Top of Provided material
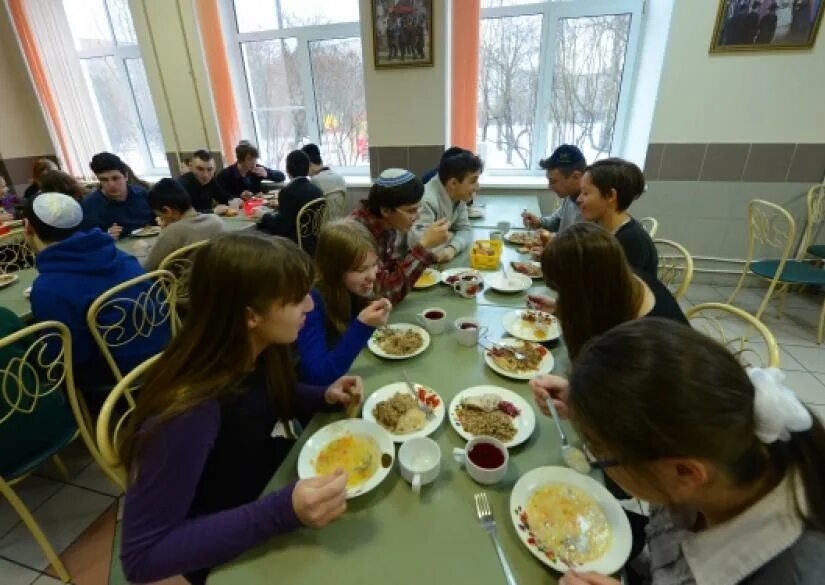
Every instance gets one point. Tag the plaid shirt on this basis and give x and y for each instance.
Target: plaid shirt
(396, 274)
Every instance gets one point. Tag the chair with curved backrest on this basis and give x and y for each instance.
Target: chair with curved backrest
(651, 225)
(179, 263)
(15, 253)
(309, 221)
(675, 266)
(336, 205)
(816, 215)
(40, 413)
(115, 413)
(734, 328)
(772, 229)
(120, 319)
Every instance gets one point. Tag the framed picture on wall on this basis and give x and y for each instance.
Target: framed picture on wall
(766, 25)
(402, 33)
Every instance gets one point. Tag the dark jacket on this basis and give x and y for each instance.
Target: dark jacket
(291, 199)
(101, 212)
(232, 182)
(202, 196)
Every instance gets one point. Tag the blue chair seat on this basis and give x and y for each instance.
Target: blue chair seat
(794, 271)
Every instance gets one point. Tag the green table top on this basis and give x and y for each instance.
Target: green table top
(504, 208)
(389, 534)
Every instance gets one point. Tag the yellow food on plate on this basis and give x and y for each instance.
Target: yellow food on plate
(427, 278)
(568, 521)
(359, 456)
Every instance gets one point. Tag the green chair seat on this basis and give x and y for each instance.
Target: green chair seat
(794, 271)
(31, 439)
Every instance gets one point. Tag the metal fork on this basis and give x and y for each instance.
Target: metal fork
(488, 523)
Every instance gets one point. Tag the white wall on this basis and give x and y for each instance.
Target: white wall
(407, 107)
(773, 97)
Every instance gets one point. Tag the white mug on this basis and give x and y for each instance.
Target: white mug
(468, 331)
(419, 460)
(433, 319)
(483, 475)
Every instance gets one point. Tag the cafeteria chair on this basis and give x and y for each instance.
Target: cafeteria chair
(651, 225)
(675, 266)
(40, 413)
(15, 253)
(336, 205)
(117, 321)
(771, 229)
(310, 219)
(115, 413)
(179, 263)
(734, 328)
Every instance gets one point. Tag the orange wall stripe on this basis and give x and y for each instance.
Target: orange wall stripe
(217, 63)
(466, 24)
(44, 91)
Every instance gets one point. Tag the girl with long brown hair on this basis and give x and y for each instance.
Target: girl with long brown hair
(596, 287)
(344, 318)
(216, 416)
(732, 463)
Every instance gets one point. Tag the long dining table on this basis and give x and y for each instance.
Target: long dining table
(390, 535)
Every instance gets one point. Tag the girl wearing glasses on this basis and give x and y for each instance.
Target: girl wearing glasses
(732, 463)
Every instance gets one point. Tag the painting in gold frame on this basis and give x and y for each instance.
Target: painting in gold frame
(766, 25)
(402, 33)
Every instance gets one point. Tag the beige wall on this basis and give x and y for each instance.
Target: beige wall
(407, 107)
(753, 97)
(23, 131)
(172, 53)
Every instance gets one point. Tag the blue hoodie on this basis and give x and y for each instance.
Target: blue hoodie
(72, 274)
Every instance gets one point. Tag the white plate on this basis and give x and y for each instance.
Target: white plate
(515, 326)
(532, 263)
(387, 392)
(435, 278)
(7, 279)
(525, 422)
(615, 557)
(445, 274)
(373, 346)
(353, 426)
(146, 232)
(513, 283)
(545, 367)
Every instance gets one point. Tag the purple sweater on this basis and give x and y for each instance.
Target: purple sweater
(161, 537)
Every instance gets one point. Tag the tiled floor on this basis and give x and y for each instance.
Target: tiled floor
(80, 516)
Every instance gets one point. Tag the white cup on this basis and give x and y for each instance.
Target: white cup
(433, 320)
(468, 331)
(419, 460)
(483, 475)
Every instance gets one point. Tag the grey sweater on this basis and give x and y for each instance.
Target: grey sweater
(190, 229)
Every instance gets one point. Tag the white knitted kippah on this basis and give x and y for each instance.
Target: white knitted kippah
(57, 210)
(394, 177)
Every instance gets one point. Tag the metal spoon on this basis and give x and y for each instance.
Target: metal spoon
(573, 456)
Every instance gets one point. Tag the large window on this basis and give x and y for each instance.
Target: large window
(303, 74)
(551, 73)
(105, 40)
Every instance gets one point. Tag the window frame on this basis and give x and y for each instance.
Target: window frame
(120, 54)
(303, 35)
(552, 12)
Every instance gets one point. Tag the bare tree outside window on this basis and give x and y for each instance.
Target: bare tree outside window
(508, 85)
(590, 54)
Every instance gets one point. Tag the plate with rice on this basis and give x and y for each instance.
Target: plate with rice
(394, 408)
(494, 412)
(399, 341)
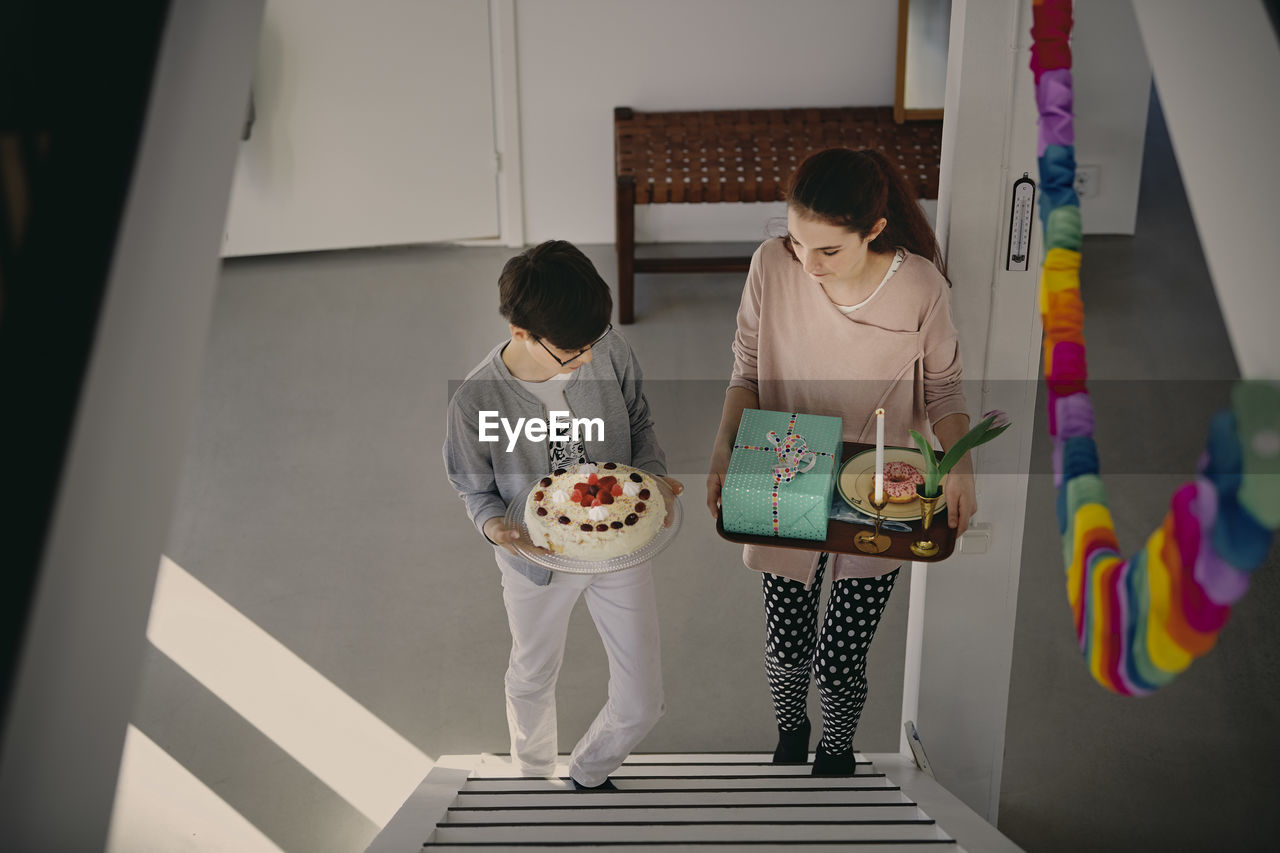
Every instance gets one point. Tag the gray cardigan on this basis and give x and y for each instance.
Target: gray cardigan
(488, 477)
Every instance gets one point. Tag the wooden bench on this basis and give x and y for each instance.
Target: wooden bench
(741, 155)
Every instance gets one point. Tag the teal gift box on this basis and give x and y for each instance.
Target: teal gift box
(781, 474)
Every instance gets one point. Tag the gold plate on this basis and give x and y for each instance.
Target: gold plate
(856, 482)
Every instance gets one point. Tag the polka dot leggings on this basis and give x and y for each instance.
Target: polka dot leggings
(836, 653)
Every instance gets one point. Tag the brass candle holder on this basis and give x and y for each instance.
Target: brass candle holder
(926, 546)
(873, 541)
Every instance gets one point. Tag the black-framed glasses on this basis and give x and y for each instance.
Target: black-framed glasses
(581, 352)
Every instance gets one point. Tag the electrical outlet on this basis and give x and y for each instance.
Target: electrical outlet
(1087, 181)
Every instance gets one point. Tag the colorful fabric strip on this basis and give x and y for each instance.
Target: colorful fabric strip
(1138, 621)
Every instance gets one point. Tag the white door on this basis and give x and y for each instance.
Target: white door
(373, 126)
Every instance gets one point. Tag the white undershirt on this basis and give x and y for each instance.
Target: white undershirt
(899, 256)
(549, 392)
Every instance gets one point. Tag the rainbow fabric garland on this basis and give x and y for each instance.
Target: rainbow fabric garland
(1143, 620)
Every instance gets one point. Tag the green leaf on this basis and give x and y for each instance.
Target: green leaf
(932, 475)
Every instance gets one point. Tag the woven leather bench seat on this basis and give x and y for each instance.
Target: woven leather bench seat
(743, 155)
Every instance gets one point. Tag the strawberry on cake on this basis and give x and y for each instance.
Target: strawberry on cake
(594, 512)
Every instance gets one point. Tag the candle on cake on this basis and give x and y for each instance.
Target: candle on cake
(880, 456)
Bottom of Provided material
Action item
The response should hold only an exact retyping of the lines from the beginning of the data through the line containing "Every instance gets one point. Tag the framed", both ends kept, pictures omitted.

Answer to the exercise
Every instance gets one point. Tag the plaid shirt on this basis and give x and y for each instance.
Target: plaid shirt
(396, 274)
Every instance gets one point. Tag the chair with curved backrest on this basis and give x and y for each instance.
Target: chair with curved backrest
(651, 225)
(179, 263)
(15, 253)
(309, 221)
(675, 266)
(336, 205)
(816, 215)
(40, 413)
(115, 413)
(734, 328)
(772, 229)
(120, 319)
Every instance gets one point. Tag the framed picture on wall on this basis and give x and y for each instance.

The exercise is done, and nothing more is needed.